→ **Problem details**
Rescale the records below from the line with "Ground concrete base" up to and including the line with "284, 223, 1105, 896", and give only those lines. Reproduce each one, requests included, but multiply every bounding-box coordinate in the answers by 1.05 and round it to a whole number, with halves rounded up.

___ Excerpted data

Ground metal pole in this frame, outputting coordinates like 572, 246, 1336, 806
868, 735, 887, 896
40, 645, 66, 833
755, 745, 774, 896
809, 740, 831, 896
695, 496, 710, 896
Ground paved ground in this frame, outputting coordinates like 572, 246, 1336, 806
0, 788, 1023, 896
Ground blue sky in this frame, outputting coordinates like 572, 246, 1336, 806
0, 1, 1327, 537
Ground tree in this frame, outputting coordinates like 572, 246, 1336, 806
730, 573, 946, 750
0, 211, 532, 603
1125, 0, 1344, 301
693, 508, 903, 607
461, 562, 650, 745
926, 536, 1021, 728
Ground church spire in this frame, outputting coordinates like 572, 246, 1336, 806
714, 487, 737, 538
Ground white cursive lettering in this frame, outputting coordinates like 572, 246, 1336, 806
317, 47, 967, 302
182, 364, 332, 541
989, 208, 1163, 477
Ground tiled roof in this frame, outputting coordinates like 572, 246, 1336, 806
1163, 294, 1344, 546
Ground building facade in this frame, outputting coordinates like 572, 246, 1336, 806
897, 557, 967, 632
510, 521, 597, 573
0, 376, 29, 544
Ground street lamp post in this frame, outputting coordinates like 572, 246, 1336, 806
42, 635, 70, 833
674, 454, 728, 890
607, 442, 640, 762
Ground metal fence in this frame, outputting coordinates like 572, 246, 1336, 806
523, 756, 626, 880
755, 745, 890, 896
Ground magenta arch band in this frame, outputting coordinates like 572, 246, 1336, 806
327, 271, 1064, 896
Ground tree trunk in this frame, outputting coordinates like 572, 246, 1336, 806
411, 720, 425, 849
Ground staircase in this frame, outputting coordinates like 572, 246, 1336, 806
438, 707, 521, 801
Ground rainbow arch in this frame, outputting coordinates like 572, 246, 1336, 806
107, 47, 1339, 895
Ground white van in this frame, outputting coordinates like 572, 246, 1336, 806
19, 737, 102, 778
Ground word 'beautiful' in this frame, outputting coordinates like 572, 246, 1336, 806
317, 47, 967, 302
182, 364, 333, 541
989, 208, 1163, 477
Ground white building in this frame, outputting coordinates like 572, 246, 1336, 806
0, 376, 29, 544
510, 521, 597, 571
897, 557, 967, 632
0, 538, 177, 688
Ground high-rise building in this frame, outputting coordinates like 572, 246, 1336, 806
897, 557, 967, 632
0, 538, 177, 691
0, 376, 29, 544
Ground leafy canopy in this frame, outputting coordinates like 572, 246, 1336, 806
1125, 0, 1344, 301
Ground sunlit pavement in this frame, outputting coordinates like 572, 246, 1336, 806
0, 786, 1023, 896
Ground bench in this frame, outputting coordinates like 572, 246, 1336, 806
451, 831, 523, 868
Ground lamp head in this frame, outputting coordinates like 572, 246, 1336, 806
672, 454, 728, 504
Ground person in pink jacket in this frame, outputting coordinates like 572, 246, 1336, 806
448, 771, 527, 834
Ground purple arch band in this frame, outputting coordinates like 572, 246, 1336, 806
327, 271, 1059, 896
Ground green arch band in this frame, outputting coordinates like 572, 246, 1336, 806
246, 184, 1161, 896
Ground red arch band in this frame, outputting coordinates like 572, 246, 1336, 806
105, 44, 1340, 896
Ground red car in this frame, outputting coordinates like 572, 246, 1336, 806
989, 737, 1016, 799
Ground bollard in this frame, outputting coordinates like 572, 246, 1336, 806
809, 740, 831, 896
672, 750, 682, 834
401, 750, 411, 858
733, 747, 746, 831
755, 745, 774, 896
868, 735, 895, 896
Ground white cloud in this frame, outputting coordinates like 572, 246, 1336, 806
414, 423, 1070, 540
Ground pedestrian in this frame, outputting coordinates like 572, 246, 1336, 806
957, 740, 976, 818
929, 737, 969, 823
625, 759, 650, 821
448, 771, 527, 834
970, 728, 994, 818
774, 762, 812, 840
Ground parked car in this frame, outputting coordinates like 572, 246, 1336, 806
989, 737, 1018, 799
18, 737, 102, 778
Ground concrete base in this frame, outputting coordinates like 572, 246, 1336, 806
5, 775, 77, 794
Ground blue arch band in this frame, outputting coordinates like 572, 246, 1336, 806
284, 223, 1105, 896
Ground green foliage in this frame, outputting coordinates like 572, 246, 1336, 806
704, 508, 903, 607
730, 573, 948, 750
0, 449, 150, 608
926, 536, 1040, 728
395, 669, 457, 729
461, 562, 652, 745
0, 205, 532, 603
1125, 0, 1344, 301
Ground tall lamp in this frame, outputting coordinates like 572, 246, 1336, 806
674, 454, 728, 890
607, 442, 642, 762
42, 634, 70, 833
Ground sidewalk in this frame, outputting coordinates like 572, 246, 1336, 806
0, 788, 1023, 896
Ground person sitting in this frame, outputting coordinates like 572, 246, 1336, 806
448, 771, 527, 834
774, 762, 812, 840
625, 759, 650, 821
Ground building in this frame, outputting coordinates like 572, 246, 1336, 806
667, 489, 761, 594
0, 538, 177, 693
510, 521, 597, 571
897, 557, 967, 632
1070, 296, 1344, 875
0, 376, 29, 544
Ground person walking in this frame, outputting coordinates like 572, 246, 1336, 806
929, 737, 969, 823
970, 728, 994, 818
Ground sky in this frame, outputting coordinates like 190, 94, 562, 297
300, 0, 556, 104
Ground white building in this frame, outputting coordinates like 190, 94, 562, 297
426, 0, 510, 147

______

→ **Response for this exercise**
Ground concrete base in this frame, outputting coordinates like 572, 246, 1336, 806
5, 814, 81, 834
Ground blue arch band in this frame, outputting coordinates like 572, 246, 1336, 806
298, 234, 1160, 941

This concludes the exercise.